--- Exercise text ---
######

The nasopalatine duct cyst (NPDC) occurs in the median of the palate, usually anterior to first molars. It often appears between the roots of the maxillary central incisors. Radiographically, it may often appear as a heart-shaped radiolucency. It is usually asymptomatic, but may sometimes produce an elevation in the anterior portion of the palate. It was first described by Meyer in 1914.

The median palatal cyst has recently been identified as a possible posterior version of the nasopalatine duct cyst.

==Signs and symptoms==
Nasopalatine duct cysts usually present as asymptomatic palatal swellings, but they may rarely be accompanied by pain and/or purulent discharge.

==Cause and diagnosis==
Historically, the cause of nasopalatine duct cysts has been somewhat of an enigma. Although it was originally postulated that the cyst formed from trapped epithelial cells during embryonic fusion of the palatal bones, it is now thought that it forms from oronasal ducts present within the incisive canals.

######

--- What you need to do ---
Pick up the nasopalatine duct cyst text after its final sentence and carry it on.

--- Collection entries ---

######

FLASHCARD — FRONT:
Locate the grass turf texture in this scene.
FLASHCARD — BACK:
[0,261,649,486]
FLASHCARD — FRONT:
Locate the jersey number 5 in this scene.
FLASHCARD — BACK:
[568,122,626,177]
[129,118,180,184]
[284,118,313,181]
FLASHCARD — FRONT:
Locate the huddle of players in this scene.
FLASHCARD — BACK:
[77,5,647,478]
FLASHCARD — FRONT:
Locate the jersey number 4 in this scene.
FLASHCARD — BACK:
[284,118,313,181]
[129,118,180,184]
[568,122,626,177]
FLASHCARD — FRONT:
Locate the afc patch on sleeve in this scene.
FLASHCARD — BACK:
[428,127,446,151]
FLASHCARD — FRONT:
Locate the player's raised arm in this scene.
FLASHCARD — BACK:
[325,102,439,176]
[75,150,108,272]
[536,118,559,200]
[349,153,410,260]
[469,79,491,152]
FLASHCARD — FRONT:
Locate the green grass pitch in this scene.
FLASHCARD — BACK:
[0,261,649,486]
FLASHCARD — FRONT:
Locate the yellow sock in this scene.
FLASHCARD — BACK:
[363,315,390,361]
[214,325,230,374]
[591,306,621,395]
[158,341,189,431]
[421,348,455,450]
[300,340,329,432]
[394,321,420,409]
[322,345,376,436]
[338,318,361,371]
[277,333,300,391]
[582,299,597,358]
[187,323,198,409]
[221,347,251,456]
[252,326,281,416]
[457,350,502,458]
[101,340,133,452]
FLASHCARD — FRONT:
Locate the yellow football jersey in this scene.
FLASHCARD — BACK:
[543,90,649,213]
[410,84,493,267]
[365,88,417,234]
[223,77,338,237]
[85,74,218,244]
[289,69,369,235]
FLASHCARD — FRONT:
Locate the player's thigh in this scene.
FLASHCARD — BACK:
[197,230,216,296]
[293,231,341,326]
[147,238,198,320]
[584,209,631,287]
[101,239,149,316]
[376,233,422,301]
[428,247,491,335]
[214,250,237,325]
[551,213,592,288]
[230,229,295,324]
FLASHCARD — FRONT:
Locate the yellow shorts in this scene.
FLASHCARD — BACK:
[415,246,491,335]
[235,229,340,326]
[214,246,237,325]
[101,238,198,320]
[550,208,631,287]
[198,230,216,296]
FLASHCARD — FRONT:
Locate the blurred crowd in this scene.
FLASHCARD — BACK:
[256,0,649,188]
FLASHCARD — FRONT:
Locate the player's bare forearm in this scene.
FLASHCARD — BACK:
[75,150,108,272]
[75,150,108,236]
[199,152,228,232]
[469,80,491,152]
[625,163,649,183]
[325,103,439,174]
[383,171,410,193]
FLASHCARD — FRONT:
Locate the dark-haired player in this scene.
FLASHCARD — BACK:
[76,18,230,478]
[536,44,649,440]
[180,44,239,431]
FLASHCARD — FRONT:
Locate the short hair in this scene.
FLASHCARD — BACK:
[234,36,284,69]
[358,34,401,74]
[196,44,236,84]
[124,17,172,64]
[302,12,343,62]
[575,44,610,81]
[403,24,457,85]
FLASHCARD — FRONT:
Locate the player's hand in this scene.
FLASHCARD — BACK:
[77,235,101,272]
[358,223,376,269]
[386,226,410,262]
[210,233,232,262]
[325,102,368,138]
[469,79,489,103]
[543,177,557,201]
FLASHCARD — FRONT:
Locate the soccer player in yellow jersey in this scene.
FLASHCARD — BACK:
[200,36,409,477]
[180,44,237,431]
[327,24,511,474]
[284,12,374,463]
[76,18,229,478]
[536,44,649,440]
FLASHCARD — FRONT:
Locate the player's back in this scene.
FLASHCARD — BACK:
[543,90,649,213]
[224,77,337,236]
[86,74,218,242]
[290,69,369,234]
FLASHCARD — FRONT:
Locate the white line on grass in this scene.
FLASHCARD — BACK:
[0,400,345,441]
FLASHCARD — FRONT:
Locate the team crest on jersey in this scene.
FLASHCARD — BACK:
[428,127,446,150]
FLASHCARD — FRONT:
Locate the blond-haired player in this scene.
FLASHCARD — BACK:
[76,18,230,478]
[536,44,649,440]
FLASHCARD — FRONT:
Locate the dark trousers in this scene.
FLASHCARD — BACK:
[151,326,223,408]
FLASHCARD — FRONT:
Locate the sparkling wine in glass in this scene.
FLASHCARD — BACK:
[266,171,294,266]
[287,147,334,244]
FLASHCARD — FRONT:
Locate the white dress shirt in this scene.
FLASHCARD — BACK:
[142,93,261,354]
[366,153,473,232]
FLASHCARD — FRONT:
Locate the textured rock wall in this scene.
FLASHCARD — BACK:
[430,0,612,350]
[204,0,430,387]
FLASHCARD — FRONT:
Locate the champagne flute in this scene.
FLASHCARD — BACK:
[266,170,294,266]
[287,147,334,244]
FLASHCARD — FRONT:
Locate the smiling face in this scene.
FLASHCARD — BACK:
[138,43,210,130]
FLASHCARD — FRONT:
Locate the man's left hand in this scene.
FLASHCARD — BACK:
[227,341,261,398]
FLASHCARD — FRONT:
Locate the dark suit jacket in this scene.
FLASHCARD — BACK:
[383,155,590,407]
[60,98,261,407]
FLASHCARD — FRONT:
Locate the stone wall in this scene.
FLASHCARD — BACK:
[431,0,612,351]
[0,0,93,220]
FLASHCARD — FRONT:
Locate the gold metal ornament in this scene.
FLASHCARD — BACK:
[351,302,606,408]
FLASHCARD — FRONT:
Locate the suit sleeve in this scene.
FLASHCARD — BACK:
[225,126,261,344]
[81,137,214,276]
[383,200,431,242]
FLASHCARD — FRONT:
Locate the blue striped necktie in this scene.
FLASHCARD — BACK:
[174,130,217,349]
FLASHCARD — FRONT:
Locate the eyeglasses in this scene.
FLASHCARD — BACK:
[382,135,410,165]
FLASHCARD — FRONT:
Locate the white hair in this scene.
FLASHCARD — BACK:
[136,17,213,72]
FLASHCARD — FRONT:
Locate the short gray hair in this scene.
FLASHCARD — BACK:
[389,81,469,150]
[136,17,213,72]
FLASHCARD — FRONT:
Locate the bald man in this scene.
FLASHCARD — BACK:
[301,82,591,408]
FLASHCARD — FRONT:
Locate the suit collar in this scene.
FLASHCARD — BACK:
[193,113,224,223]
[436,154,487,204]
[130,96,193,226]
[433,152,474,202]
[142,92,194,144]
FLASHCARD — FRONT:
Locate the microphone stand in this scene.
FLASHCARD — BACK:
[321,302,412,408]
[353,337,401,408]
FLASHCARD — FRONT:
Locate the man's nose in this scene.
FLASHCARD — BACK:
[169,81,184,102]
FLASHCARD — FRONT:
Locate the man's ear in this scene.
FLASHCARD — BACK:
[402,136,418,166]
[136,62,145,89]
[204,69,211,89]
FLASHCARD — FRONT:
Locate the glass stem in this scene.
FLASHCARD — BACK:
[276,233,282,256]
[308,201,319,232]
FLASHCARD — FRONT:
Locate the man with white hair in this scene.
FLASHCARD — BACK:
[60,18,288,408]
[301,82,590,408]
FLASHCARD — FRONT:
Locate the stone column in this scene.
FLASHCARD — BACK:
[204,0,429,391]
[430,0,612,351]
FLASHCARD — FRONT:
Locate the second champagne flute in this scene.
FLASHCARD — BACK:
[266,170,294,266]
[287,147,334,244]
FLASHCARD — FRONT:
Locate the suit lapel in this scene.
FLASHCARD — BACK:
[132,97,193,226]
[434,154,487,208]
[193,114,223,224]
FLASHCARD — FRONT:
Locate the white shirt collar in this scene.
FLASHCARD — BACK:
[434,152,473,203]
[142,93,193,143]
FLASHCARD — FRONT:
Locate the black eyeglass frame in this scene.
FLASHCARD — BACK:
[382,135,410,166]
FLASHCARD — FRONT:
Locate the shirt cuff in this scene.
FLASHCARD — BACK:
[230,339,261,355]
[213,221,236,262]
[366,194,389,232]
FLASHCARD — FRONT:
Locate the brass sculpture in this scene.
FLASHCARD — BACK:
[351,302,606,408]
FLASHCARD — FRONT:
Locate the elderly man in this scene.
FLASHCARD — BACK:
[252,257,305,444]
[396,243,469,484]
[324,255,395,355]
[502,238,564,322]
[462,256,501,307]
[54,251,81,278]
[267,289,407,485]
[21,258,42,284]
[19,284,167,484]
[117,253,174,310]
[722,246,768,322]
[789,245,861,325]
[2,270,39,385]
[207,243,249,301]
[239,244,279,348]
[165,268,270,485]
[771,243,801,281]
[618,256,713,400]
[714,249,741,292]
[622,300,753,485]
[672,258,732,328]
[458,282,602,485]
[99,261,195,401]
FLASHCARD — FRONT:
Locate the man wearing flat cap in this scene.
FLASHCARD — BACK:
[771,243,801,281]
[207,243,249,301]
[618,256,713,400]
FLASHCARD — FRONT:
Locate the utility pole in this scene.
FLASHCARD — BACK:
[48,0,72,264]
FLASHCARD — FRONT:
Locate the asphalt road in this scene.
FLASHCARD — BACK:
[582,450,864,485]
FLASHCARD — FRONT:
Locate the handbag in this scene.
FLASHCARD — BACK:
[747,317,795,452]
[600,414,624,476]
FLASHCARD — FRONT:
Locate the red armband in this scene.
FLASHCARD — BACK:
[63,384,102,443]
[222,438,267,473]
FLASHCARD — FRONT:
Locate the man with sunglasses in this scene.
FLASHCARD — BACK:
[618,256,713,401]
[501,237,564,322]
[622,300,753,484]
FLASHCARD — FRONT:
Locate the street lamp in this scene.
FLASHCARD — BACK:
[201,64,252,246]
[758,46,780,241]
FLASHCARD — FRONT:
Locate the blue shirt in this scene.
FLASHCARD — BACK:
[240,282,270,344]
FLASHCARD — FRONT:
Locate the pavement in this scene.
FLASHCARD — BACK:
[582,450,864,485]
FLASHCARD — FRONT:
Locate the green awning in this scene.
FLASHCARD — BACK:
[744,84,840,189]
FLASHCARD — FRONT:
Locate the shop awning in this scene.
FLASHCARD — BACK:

######

--- Answer to this problem ---
As a cyst, the nasopalatine duct cyst requires histological analysis for a definitive diagnosis. Radiographically, the nasopalatine cyst appears as a well-demarcated round, ovoid, or heart-shaped structure presenting in the midline of the maxilla.

==Treatment==
The cysts are generally treated by excision.

==Epidemiology==
The nasopalatine cyst is the most common non-odontogenic cyst of the oral cavity, at an estimated occurrence rate of 1 %.